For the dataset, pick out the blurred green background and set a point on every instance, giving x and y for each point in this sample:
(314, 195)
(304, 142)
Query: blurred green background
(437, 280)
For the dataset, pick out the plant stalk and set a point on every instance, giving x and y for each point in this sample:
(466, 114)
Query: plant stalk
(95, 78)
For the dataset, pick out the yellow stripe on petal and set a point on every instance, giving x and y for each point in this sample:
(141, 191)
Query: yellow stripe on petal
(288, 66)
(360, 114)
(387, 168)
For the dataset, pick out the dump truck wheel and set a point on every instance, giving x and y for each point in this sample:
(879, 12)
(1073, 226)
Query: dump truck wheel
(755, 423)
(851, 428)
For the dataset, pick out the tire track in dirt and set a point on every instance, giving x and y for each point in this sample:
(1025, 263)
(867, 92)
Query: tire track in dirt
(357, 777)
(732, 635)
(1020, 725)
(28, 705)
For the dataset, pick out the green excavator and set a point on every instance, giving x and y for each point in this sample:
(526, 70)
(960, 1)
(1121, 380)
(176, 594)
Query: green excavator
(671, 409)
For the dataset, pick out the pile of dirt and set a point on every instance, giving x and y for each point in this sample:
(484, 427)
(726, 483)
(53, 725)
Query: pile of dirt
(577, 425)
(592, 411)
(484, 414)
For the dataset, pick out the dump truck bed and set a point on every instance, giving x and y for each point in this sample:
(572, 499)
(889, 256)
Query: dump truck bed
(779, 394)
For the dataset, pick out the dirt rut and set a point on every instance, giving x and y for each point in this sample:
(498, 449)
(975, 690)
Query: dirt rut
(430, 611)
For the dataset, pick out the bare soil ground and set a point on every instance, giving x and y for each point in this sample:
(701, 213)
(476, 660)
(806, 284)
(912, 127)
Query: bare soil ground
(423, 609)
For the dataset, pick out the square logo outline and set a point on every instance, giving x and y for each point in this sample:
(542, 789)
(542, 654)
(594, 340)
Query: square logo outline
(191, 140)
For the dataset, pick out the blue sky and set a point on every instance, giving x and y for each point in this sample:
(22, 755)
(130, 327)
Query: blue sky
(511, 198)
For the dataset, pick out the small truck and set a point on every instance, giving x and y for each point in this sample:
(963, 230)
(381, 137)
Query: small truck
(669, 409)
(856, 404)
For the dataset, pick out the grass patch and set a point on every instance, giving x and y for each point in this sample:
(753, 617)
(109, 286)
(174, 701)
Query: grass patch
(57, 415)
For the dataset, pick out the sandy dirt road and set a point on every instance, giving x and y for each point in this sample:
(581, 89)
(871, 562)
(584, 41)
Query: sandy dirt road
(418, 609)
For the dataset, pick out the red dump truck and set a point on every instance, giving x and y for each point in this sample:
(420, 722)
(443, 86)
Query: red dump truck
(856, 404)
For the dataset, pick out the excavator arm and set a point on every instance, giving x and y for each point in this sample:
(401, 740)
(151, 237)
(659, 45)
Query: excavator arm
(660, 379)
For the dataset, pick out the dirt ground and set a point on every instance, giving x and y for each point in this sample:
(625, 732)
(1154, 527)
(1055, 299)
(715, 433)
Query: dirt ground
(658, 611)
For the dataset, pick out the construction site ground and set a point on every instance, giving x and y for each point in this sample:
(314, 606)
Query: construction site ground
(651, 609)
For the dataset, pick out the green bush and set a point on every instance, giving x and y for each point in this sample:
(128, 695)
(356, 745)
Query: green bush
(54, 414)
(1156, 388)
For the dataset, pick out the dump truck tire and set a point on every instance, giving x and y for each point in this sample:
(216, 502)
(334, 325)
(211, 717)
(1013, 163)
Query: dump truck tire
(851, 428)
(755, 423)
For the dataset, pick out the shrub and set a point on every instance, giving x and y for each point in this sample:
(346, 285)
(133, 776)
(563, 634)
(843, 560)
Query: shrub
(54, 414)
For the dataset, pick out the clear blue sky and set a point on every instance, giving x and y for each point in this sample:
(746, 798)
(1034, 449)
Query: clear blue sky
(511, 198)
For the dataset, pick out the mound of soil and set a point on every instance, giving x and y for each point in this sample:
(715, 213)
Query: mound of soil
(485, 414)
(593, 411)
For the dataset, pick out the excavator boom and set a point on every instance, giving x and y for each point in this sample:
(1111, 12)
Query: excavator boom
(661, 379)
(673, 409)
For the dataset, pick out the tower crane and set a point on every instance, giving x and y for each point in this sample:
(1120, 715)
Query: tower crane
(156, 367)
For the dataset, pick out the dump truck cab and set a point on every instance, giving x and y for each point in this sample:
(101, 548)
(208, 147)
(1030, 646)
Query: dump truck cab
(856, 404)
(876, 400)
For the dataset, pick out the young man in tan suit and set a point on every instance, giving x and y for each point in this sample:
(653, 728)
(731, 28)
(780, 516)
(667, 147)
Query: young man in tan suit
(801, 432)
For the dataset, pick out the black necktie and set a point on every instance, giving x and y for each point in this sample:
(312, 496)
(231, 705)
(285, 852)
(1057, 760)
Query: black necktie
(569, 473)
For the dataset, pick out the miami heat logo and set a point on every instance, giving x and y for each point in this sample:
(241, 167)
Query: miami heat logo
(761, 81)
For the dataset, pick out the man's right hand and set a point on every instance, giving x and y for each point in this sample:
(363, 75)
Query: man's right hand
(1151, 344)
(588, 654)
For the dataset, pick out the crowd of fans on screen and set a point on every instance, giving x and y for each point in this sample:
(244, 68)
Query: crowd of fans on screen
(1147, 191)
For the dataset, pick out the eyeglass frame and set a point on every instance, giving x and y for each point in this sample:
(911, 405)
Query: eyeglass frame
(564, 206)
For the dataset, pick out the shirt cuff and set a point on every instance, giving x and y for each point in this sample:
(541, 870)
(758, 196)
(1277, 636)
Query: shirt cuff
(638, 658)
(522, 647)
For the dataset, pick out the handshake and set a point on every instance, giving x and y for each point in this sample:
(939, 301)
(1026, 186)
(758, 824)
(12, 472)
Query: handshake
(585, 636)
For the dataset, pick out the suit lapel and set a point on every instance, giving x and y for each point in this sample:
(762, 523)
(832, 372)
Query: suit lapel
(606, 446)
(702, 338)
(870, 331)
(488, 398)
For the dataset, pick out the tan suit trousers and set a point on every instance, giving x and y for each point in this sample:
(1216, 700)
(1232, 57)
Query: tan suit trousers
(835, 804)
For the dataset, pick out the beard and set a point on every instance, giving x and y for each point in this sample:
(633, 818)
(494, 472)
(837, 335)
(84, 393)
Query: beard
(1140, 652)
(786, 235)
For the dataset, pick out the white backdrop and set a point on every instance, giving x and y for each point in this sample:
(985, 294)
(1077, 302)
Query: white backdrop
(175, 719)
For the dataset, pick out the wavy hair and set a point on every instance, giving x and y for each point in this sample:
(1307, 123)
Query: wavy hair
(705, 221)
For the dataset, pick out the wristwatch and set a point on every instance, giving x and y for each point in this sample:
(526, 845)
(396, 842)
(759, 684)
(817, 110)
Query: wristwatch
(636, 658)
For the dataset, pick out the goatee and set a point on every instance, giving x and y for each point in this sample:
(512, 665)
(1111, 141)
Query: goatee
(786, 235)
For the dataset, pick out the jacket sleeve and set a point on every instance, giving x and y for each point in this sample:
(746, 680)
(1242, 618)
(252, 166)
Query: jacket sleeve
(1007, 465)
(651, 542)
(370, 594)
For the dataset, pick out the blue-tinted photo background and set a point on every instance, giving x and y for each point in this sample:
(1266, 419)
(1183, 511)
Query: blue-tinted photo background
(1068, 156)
== == ==
- TASK GOAL -
Extract the listing in its entirety and repeat it exactly.

- EXPECTED ANSWER -
For the dataset, pick out the blurred green background and set a point on every instance, giving x and y for each point in this sample:
(314, 195)
(304, 142)
Query: blurred green background
(437, 280)
For the dataset, pick out the plant stalk and set a point on every instance, giving x and y for each point in this sample:
(466, 114)
Query: plant stalk
(95, 78)
For the dataset, pick out the yellow stripe on petal and set a point on every instance, giving x and y for each point in this sample:
(141, 191)
Query: yellow stripe on petal
(288, 66)
(360, 114)
(387, 168)
For the dataset, pick out the dump truck wheel and set a point on every instance, giving x and y for each point in this sample:
(879, 12)
(1073, 226)
Query: dump truck wheel
(755, 423)
(851, 428)
For the dataset, pick out the tire track in dirt and set a point on every instance, giving x and y for each point in this sample:
(1025, 263)
(867, 92)
Query: tire track in dirt
(357, 777)
(732, 635)
(1020, 725)
(28, 705)
For the dataset, pick out the green excavator and set a point on every instance, giving x and y for each point in this sample:
(526, 70)
(960, 1)
(1121, 380)
(176, 594)
Query: green excavator
(671, 409)
For the dataset, pick out the pile of dirt and set a point on every instance, giving x and y for each point in this sample:
(484, 427)
(726, 483)
(53, 725)
Query: pile of dirt
(577, 425)
(592, 411)
(484, 414)
For the dataset, pick out the dump truck bed and set a point on every instance, giving x and y for each point in this sample:
(572, 499)
(889, 256)
Query: dump truck bed
(779, 394)
For the dataset, pick out the dirt rut and set a point on every instance, giving x and y for each point in this sample:
(498, 449)
(975, 690)
Query: dirt rut
(430, 611)
For the dataset, pick out the bare soil ground and set a point on every instance, giving x and y for each point in this sample:
(701, 213)
(476, 660)
(806, 284)
(912, 127)
Query: bare soil ground
(423, 609)
For the dataset, pick out the square logo outline and set a point on every instance, giving x and y for each point in this sample:
(542, 789)
(542, 654)
(594, 340)
Query: square logo outline
(191, 140)
For the dataset, pick out the blue sky and set a point on every instance, giving x and y for each point in this sample:
(22, 755)
(130, 327)
Query: blue sky
(511, 198)
For the dataset, pick out the small truck and set a point on every instance, giving x and y for each point in this sample:
(963, 230)
(381, 137)
Query: small truck
(669, 409)
(856, 404)
For the dataset, pick out the grass patch and set a point on every instance, giving x and y for each point in this sample:
(753, 617)
(109, 286)
(174, 701)
Query: grass patch
(57, 415)
For the dataset, pick out the sandy dirt road and set a point on every instance, giving x and y for each point in this sample:
(581, 89)
(871, 562)
(584, 41)
Query: sandy dirt road
(418, 609)
For the dataset, pick out the red dump truck and set a point on every instance, giving x and y for each point in this sample:
(420, 722)
(443, 86)
Query: red dump truck
(856, 404)
For the dataset, pick out the excavator arm and set a point on every instance, giving x and y for each point in this sample:
(401, 740)
(151, 237)
(659, 45)
Query: excavator arm
(660, 379)
For the dataset, pick out the dirt ground and set a point on every instance, giving x and y for each point in this sample:
(625, 732)
(1154, 527)
(1055, 299)
(715, 433)
Query: dirt ground
(658, 611)
For the dataset, pick out the construction site ground and set a point on every instance, giving x and y for each point in this sample:
(314, 606)
Query: construction site ground
(651, 609)
For the dataset, pick out the green bush and set a point on every instance, giving x and y for each point in this sample:
(128, 695)
(356, 745)
Query: green bush
(54, 414)
(1156, 388)
For the dataset, pick out the dump truck tire and set a point on every instance, giving x and y for each point in this sample:
(216, 502)
(334, 325)
(211, 717)
(1013, 163)
Query: dump truck tire
(851, 428)
(755, 423)
For the dataset, pick out the shrub and set a point on every instance, giving x and y for each point in this sample:
(346, 285)
(133, 776)
(563, 634)
(843, 560)
Query: shrub
(54, 414)
For the dataset, pick out the clear blue sky and set a point on every instance, giving x and y for each point in this sample:
(746, 798)
(1034, 449)
Query: clear blue sky
(511, 198)
For the dataset, pick out the mound of soil and set a point on every instance, giving x and y for each point in this sample:
(715, 213)
Query: mound of soil
(485, 414)
(593, 411)
For the dataset, pick out the excavator boom and set a point on every instance, giving x and y for each point in this sample:
(1111, 12)
Query: excavator boom
(661, 379)
(673, 409)
For the dataset, pick out the tower crane and set a point on every instance, giving x and y for each point in this sample:
(1120, 715)
Query: tower crane
(156, 367)
For the dataset, pick out the dump truck cab and set a point on every instance, giving x and y for each point in this sample:
(101, 548)
(208, 147)
(1030, 646)
Query: dump truck cab
(856, 404)
(876, 400)
For the dataset, pick out the young man in tan suit and set a point on every instance, giving x and y for each point in this sample:
(653, 728)
(731, 28)
(780, 516)
(667, 147)
Query: young man in tan suit
(801, 432)
For the dataset, pick out the black necktie and set a point on every instance, giving x and y for each point in this sample:
(312, 496)
(231, 705)
(285, 852)
(1057, 760)
Query: black necktie
(569, 473)
For the dataset, pick out the miami heat logo and set a point on every instance, giving x and y for each point in this sample:
(241, 167)
Query: miami heat logo
(761, 81)
For the dataset, pick out the man's right hand and set a point on every instance, giving x and y for each point in this sample:
(363, 75)
Query: man's right hand
(1151, 344)
(588, 654)
For the dataset, pick out the crowd of fans on screen and set a point on every instance, giving x and y for each point in this sample:
(244, 68)
Query: crowd of fans on screen
(1147, 191)
For the dataset, pick out the eyeglass frame and set a point on every instance, giving x and y for each point in this sample:
(911, 405)
Query: eyeglass frame
(564, 206)
For the dataset, pick out the shirt cuff and set a point on every instance, giving x and y for each point in this sample:
(541, 870)
(758, 196)
(1277, 636)
Query: shirt cuff
(638, 658)
(522, 647)
For the dataset, pick out the handshake and set a point on every instance, giving x and y for each point in this sample:
(939, 301)
(1026, 186)
(758, 824)
(12, 472)
Query: handshake
(585, 636)
For the dataset, pick out the suit lapel and set a point on every instance, giving x and y for each point in this sample:
(762, 523)
(832, 372)
Query: suit lapel
(606, 446)
(702, 338)
(870, 331)
(488, 398)
For the dataset, pick out the tan suit trousers and set a point on every instance, giving x and y for each point in this sample:
(1216, 700)
(1232, 57)
Query: tan suit trousers
(835, 804)
For the dataset, pick out the beard and set a point on every instance, giving x and y for each point in this sample:
(633, 818)
(494, 472)
(837, 335)
(84, 393)
Query: beard
(1140, 652)
(786, 235)
For the dataset, pick out the white backdrop and set a point on every instance, giving x and y for each point in this sample:
(985, 294)
(1077, 302)
Query: white backdrop
(175, 719)
For the dataset, pick out the wavy hair and set a point on every instance, giving x and y for each point in this sample:
(1307, 123)
Query: wavy hair
(705, 221)
For the dataset, pick out the wristwatch and set a point on every instance, giving x and y for each point in this sample:
(526, 845)
(396, 842)
(759, 684)
(817, 110)
Query: wristwatch
(636, 658)
For the dataset, pick out the goatee and set a point on every instance, giving x and y for each point in this sample:
(512, 665)
(1111, 141)
Query: goatee
(786, 235)
For the dataset, pick out the jacket sleeve and set a point on every instance, giving x and y for each point in this sample:
(746, 680)
(1242, 618)
(252, 166)
Query: jacket sleeve
(1007, 465)
(651, 542)
(370, 594)
For the dataset, pick out the blue-tinted photo background and set a point on every instance, giving x and y for each point in this sample:
(1266, 419)
(1183, 511)
Query: blue-tinted photo background
(1068, 156)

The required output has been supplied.